===== TEXT EXCERPT

HI MrObvious, I concur with andy it depends on what you are trying to photograph. (Planets or Dso's) plus two other important accessories plays a major roll here, that is a reducer and a Barlows. Clear Skies

Hi Andy,

It seems we are pretty much agreeing but talking slightly apart.

What I'm saying is for the same size image of a particular object (on a CCD/film/eye) it makes no difference to the brightness whatever the native F ratio of the scope is.

If you were to require a barlow lens on a shorter F ratio scope because the object required magnification, then the longer F ratio scope will take less time to image (all else being equal) because now there is one more lens in the light path. Assuming the object size on the CCD in both cases is the same.

If the object to be imaged requires a focal reducer on a longer F ratio scope then the shorter F ratio scope will provide the shorter exposure time (all else being equal) because the longer F ratio scope now has an additional lens in the light path.

IOW, for the same size image to be seen on a CCD, it will require pretty much the same time for both scopes to form the same brightness image. Since the addition of a single lens won't impact the time by a huge percentage.

The shorter F ratio shouldn't be called brighter, it should be called wider.
Only the diameter of the main lens/mirror determines the exposure time given that the formed image will be the same size.

==========
===== ENTRIES PROVIDED

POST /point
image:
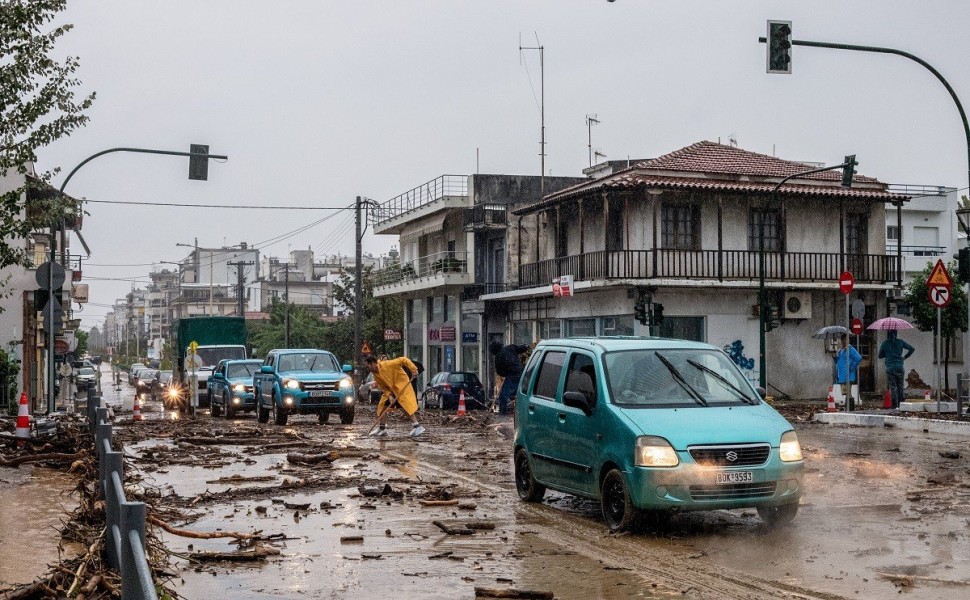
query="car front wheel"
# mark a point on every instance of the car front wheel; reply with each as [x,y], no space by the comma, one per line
[528,488]
[618,510]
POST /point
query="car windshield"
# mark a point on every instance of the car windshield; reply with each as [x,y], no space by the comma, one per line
[319,362]
[243,370]
[671,378]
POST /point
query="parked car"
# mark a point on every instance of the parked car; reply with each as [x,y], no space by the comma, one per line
[231,387]
[368,391]
[647,426]
[445,388]
[86,377]
[303,382]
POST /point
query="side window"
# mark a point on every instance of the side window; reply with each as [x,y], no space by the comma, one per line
[582,377]
[527,374]
[547,382]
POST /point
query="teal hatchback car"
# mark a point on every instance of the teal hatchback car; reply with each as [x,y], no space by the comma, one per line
[650,425]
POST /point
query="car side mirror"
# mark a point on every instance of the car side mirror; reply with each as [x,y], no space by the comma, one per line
[577,400]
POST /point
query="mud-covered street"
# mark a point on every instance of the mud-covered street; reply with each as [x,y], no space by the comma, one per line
[341,515]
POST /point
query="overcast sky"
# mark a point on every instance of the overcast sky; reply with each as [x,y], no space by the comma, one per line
[316,102]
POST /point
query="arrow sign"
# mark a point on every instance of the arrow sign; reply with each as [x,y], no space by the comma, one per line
[940,276]
[940,295]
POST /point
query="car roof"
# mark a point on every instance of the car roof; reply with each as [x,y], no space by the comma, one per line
[616,343]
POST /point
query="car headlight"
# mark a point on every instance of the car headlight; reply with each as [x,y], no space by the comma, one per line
[789,449]
[654,451]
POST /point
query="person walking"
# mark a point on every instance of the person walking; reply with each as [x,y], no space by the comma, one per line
[508,364]
[847,363]
[891,351]
[395,383]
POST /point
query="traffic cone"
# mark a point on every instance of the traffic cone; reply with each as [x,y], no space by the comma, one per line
[23,417]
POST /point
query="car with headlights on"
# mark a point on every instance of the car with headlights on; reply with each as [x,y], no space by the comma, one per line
[303,381]
[231,387]
[649,426]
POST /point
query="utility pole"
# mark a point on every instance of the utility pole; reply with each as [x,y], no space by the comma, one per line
[240,282]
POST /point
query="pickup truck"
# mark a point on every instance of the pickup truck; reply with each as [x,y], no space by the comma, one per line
[231,387]
[301,382]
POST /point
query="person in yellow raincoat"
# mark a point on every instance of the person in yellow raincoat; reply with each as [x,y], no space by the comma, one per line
[395,383]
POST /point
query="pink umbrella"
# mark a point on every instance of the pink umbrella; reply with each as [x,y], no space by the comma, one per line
[890,324]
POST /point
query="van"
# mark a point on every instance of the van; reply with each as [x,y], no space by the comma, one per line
[649,426]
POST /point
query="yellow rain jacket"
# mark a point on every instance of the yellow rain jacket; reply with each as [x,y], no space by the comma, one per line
[393,381]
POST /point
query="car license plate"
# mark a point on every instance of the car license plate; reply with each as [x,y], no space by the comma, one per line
[728,477]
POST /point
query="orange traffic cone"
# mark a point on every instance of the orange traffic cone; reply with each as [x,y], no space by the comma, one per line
[23,417]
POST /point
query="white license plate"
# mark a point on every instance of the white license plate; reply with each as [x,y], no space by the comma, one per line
[734,477]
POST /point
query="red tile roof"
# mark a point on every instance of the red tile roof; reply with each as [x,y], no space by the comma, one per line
[718,168]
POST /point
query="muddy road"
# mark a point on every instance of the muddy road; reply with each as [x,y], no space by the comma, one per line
[343,515]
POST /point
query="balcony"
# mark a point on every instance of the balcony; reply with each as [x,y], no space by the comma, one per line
[725,265]
[440,194]
[486,216]
[431,271]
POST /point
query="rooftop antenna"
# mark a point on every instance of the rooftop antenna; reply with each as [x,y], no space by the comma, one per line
[590,121]
[542,106]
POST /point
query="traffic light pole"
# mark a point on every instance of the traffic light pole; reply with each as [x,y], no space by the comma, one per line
[762,295]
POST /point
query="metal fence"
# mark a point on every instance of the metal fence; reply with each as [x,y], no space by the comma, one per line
[124,520]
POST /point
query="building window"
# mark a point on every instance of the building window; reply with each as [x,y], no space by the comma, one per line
[681,226]
[774,232]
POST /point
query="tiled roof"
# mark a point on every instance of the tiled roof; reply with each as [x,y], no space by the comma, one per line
[714,167]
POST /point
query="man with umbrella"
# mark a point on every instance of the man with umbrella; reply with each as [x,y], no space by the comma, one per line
[891,351]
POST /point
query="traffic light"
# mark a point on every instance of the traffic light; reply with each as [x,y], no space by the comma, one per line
[848,171]
[772,317]
[963,265]
[779,47]
[640,312]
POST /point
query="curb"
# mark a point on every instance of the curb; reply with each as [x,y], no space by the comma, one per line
[908,423]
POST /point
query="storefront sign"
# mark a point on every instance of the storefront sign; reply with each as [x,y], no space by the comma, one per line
[562,287]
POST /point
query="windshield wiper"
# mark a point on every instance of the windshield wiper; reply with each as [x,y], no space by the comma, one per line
[744,397]
[680,379]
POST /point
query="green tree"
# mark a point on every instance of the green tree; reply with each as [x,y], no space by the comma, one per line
[37,107]
[953,318]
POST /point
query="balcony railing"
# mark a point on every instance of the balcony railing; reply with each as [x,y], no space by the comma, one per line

==========

__REQUIREMENT 1__.
Which three things does the discussion of telescope F ratios name as places where an image of an object forms? List them.
__REQUIREMENT 2__.
Write the next part of the discussion of telescope F ratios, starting after its last sentence.

__TASK RESPONSE 1__.
CCD, film, eye

__TASK RESPONSE 2__.
E.g. I noticed on your site where you described your experience at imaging at F10. The image wasn't as good as you'd wanted it, but, it should also be noted that it would also be larger than if you used F6, almost twice the size in fact.

The main reason I posted this is that there seems to be the misconception that a scope of lower F ratio will give brighter images. Sure it will, but it gives smaller ones too and thats only for the same set of eyepieces.

Most people I know choose a scope along these lines. As big a diameter as they can afford or is practical then buy eyepieces to get either a specific FOV or a specific magnification. Given that situation:

If one chooses the eyepieces to be the same magnification for both scopes then the images will be the same brightness for both scopes.

If one chooses eyepieces for the same FOV for both scopes, then both scopes will have the same brightness.

The only difference is that the longer FL scope will have longer length eyepieces. This also has huge advantages for people with glasses. It means their eyepieces will have more eye relief for the same price. The images will however appear identical in brightness.

So why say the lower F ratio gives a brighter image?

It's confusing to beginners and adversely affects people who wear glasses because the eyepieces are more expensive to produce with longer eye relief at shorter focal lengths.

All because there is a misconception that it will produce a brighter image.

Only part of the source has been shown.